Data extracted from a collection:
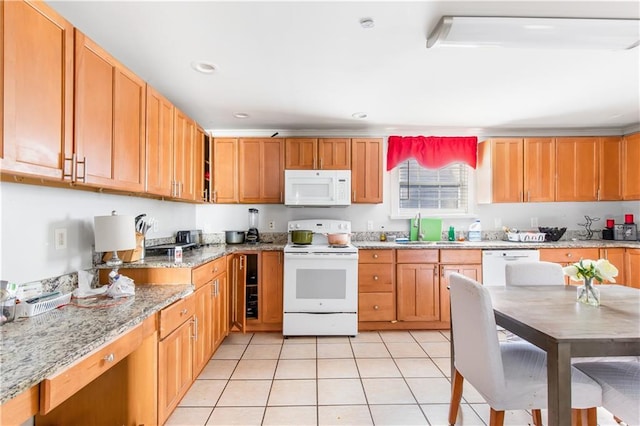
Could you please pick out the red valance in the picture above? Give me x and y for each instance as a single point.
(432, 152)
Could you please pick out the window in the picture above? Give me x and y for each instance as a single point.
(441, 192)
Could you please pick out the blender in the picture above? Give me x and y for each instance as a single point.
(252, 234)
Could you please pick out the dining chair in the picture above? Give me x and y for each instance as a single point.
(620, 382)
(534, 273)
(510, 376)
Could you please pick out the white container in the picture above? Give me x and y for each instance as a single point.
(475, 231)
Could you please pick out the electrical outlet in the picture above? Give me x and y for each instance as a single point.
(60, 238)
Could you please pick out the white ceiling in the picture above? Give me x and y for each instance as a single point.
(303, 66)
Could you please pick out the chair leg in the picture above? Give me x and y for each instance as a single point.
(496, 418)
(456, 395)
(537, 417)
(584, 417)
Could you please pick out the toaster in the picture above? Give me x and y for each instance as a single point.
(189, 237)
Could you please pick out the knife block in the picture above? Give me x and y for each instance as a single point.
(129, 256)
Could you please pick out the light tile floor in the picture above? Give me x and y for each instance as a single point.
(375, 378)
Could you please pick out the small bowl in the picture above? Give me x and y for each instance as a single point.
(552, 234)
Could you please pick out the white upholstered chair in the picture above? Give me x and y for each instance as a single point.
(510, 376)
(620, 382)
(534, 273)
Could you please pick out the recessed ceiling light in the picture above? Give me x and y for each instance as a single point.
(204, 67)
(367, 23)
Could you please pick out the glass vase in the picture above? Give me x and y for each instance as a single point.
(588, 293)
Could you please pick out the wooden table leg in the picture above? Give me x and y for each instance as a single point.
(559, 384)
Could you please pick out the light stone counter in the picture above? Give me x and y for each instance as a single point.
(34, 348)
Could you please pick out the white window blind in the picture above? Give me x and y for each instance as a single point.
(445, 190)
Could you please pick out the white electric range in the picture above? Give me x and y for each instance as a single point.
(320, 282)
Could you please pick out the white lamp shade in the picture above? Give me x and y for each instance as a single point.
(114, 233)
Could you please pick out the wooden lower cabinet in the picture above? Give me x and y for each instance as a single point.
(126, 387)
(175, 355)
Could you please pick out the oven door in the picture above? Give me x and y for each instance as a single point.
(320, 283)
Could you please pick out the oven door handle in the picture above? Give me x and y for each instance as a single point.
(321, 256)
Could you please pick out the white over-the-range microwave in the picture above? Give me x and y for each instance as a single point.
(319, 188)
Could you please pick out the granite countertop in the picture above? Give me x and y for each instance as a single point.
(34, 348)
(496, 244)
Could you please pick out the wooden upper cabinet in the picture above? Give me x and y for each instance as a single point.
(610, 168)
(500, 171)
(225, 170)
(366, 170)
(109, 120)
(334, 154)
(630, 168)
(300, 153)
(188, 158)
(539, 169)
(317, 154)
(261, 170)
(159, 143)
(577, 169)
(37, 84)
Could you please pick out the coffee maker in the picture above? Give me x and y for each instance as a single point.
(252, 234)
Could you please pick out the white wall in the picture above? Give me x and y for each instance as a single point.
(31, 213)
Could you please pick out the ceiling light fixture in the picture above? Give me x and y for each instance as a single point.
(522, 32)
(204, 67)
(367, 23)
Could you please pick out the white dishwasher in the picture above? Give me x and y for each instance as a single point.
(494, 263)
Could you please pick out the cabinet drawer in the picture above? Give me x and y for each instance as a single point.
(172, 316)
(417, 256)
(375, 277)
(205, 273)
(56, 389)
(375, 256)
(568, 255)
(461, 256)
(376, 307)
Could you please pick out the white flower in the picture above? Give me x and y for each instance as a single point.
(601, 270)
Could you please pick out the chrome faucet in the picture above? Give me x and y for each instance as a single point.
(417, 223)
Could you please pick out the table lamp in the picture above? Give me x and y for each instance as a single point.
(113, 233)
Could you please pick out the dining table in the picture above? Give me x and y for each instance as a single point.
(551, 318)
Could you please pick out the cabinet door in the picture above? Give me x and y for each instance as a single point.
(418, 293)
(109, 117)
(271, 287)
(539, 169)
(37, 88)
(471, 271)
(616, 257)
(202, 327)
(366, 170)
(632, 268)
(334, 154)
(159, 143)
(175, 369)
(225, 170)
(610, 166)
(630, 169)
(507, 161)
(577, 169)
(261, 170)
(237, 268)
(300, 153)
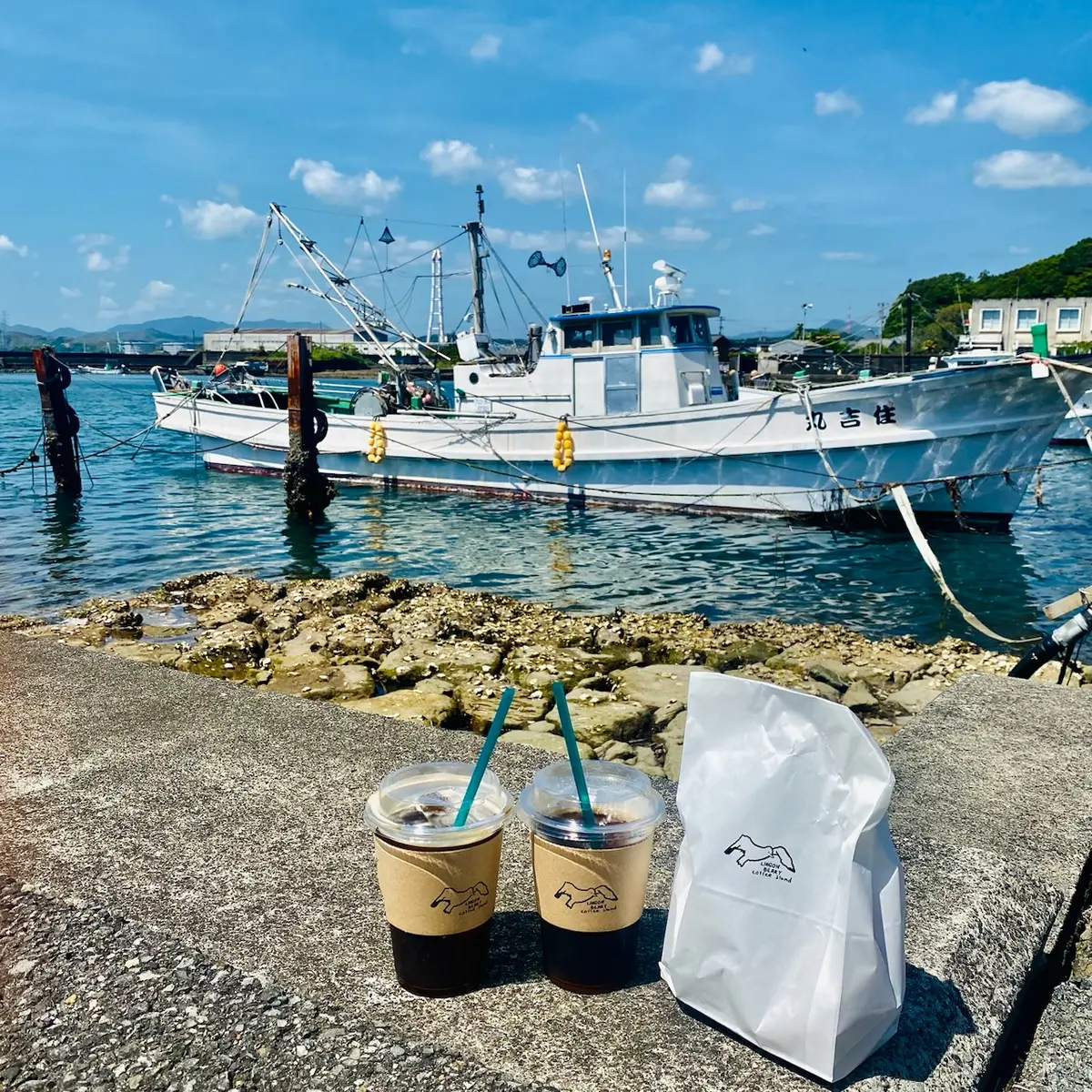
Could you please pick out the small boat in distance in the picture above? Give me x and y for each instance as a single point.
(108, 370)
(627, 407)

_What is being asked_: All of the records should be output exactly as they stand, with pictures omitted.

_Answer space_:
Could you please pick out the red valance in the picture above? Give me x and y for each instance as a single point.
(432, 152)
Could you please pick out the window in the picture above? Give me x and y for each instance as a single point.
(441, 192)
Could you please pick out the blender in the picture above? Give me x and y for each instance as a single point.
(252, 234)
Could you please pick out the dining chair in the picture above? Give me x and y for each instance as a single point.
(620, 382)
(534, 273)
(510, 376)
Could you please pick out the white container in the picture above? Give me x and y for each instance as a single point.
(475, 231)
Could you please pick out the electrical outlet in the picture above? Give me x and y for each instance as a single point.
(60, 238)
Could you please pick out the white ceiling in the picture above? Give me x and y for each instance as a single point.
(303, 66)
Could you please pick out the chair leg in the picture above? Give me x and y for each instance as a single point.
(496, 418)
(456, 395)
(537, 417)
(584, 417)
Could you please pick out the toaster in the picture above? Give me x and y for each instance as a single point.
(189, 237)
Could you please pick out the knife block in the picture above? Give me x and y for each instance as a single point.
(129, 256)
Could you please pick out the light tile floor in the picture above? Give me x and y for each instance as a single point.
(375, 378)
Could you please pick out the small bowl in the picture above? Give me x and y for each instance as a single point.
(552, 234)
Could you please pick out the white upholstered chair in the picture above? Give me x and y for each instance as a single point.
(510, 376)
(620, 382)
(534, 273)
Could you please pick out the recessed ceiling light in the picture above? Give me x and y for each instance as a single point.
(204, 67)
(367, 23)
Could you please pick out the glass vase in the picture above? Give me x and y for each instance as a single point.
(588, 293)
Could you please pick out the wooden table leg in the picture above? Give me x and y for each instance as a single point.
(559, 384)
Could you please pick out the light stone counter in the picture above? Give me x and y for each instance as a single point.
(34, 348)
Could you please pick out the white window blind in the picture above? Give me x and y for each instance as a single point.
(445, 190)
Could you please pick out the white electric range in the picture above? Give me x and y for each instance as a single point.
(320, 282)
Could you please pick out the white lamp shade in the picture above? Give me x and y for each instance as a single point.
(114, 233)
Could you please pick out the wooden lower cabinet in the picture above? Give me x and y for each instance as a single point.
(126, 387)
(175, 355)
Could you please pick out the oven door in the picture above? Give me x and y for each instance as a single point.
(320, 283)
Could you please pick out the oven door handle in the picture above? Give me x and y for each instance as a single point.
(321, 256)
Could you please pick out the white over-the-range microwave in the picture above? Give me x and y for each instance as a single point.
(319, 188)
Could you please pick out the granite countertop in the picture above? Give me x and y for each instance as a single point.
(34, 348)
(496, 244)
Could you please pick out the wooden upper cabinet in the picture above? Give me x and y for each instance as a single point.
(610, 168)
(500, 171)
(225, 170)
(366, 170)
(109, 120)
(334, 154)
(630, 168)
(300, 153)
(188, 158)
(539, 169)
(317, 154)
(261, 170)
(159, 143)
(577, 169)
(37, 84)
Could you please pick out the coffee maker in the picture above? Give me x and y for each instance as a single point.
(252, 234)
Could you please pick out the white wall in the picture above? Give me x and y for each instance as a single point.
(31, 213)
Could you please pick out the ceiling light fixture in the picture above? Give me x and y for each instance as a single point.
(522, 32)
(204, 67)
(367, 23)
Could you please pick out the white dishwasher in the picture above? Give me x and y for each instance as a single point.
(494, 263)
Could you please pick out the cabinet drawer in the picture above? Give me x and y for each instance as a single point.
(172, 316)
(417, 256)
(375, 277)
(205, 273)
(56, 389)
(375, 256)
(568, 255)
(461, 256)
(376, 307)
Could you please pick out the white flower in the picture above? Give me x and y for each instance as a single point.
(601, 270)
Could you please pick out the chrome faucet in the picture above? Give me x and y for each instance as a single point.
(417, 223)
Could you please pick out the table lamp in the picture above? Give me x and y for each instance as a single point.
(113, 233)
Could you please pick out the dining table in the picture above? Give me x and y for each instance as a single point.
(551, 318)
Could you please pick out the cabinet door in the picture above? Give me x and y for each instance as a single point.
(418, 293)
(109, 117)
(271, 287)
(539, 169)
(37, 88)
(471, 271)
(616, 257)
(202, 327)
(366, 170)
(632, 268)
(334, 154)
(159, 143)
(175, 369)
(225, 170)
(610, 166)
(630, 169)
(507, 161)
(577, 169)
(261, 170)
(237, 268)
(300, 153)
Could you please pick out the small boat in distance in the picture above? Give me x and y for each instance as a single point.
(108, 370)
(627, 407)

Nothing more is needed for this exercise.